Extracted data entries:
= Beginning of Section =

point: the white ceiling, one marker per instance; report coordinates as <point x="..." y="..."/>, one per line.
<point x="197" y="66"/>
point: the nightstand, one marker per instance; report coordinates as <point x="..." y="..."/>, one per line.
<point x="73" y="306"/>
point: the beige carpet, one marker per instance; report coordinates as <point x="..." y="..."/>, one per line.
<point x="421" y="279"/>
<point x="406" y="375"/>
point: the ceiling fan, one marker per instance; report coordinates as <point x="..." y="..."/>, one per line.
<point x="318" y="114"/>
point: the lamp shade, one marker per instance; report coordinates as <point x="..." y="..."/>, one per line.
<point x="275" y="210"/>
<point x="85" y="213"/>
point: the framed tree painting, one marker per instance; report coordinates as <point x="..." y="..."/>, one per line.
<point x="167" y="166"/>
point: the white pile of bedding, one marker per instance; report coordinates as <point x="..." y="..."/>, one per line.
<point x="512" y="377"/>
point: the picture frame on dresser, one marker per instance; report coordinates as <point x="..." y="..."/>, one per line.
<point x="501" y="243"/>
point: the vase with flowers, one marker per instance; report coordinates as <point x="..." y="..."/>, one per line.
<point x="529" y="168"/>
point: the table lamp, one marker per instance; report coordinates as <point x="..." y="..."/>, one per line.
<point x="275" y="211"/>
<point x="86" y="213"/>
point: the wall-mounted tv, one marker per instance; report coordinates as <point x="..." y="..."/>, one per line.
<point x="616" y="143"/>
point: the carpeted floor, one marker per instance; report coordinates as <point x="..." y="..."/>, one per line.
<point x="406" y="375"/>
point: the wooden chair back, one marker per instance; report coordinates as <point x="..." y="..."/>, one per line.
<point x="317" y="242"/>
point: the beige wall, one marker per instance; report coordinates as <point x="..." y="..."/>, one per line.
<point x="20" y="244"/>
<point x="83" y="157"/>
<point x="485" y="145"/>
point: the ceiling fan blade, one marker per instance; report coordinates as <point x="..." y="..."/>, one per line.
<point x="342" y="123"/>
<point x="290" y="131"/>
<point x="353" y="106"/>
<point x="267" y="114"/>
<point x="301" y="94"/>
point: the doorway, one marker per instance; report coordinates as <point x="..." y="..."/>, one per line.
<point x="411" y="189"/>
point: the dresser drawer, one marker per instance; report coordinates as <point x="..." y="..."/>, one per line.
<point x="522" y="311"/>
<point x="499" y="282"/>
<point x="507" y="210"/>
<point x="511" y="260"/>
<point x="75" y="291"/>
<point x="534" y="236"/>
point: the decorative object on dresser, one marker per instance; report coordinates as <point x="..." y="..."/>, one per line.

= End of Section =

◆ Required work ◆
Write the data out once more. Keep every word the same.

◆ The answer ◆
point: the white ceiling, one marker per instance; report coordinates as <point x="..." y="..."/>, one per line.
<point x="197" y="66"/>
point: the nightstand, one marker per instance; report coordinates as <point x="..." y="..."/>, one per line.
<point x="73" y="306"/>
point: the beige carpet, one marker per instance; report coordinates as <point x="..." y="..."/>, one per line.
<point x="421" y="279"/>
<point x="406" y="375"/>
point: the ceiling fan, one marker per instance; report coordinates as <point x="..." y="..."/>, one per line.
<point x="318" y="114"/>
point: the lamp shade, one marker per instance; report coordinates as <point x="..." y="..."/>, one per line.
<point x="275" y="210"/>
<point x="85" y="213"/>
point: the framed tree painting, one marker per instance; report coordinates as <point x="..." y="..."/>, one per line.
<point x="167" y="166"/>
point: the white pile of bedding, one marker per instance; report coordinates as <point x="..." y="..."/>, one per line.
<point x="512" y="377"/>
point: the picture frame on dresser, one marker per instance; report coordinates as <point x="..." y="..."/>, one per line.
<point x="501" y="243"/>
point: the vase with flowers, one marker per instance; report coordinates as <point x="..." y="..."/>, one per line.
<point x="529" y="168"/>
point: the table lamp, one marker per instance; report coordinates as <point x="..." y="..."/>, one per line.
<point x="275" y="211"/>
<point x="86" y="213"/>
point: the wall-mounted tv, one marker per instance; report coordinates as <point x="..." y="..."/>, one per line.
<point x="616" y="143"/>
point: the carpeted floor, one marker per instance; report coordinates as <point x="..." y="..."/>, one per line.
<point x="406" y="375"/>
point: the wooden chair back, one marker per instance; report coordinates as <point x="..." y="..."/>, one per line.
<point x="317" y="242"/>
point: the beige wall, one marker per instance; report coordinates as <point x="..." y="..."/>, one per line.
<point x="20" y="244"/>
<point x="83" y="157"/>
<point x="485" y="145"/>
point: the ceiling fan blade, one marker per instance; report coordinates as <point x="..." y="..."/>, one per line.
<point x="342" y="123"/>
<point x="290" y="131"/>
<point x="353" y="106"/>
<point x="267" y="114"/>
<point x="301" y="94"/>
point: the doorway, one marker per instance; report coordinates as <point x="..." y="..."/>, one per line.
<point x="411" y="189"/>
point: the dresser drawer, one marker per instance; report coordinates as <point x="..." y="..."/>, one per line.
<point x="522" y="311"/>
<point x="499" y="282"/>
<point x="507" y="210"/>
<point x="511" y="260"/>
<point x="75" y="291"/>
<point x="534" y="236"/>
point: the decorative object on dresser, one marker per instance; report coordinates as <point x="..." y="..."/>, one per line.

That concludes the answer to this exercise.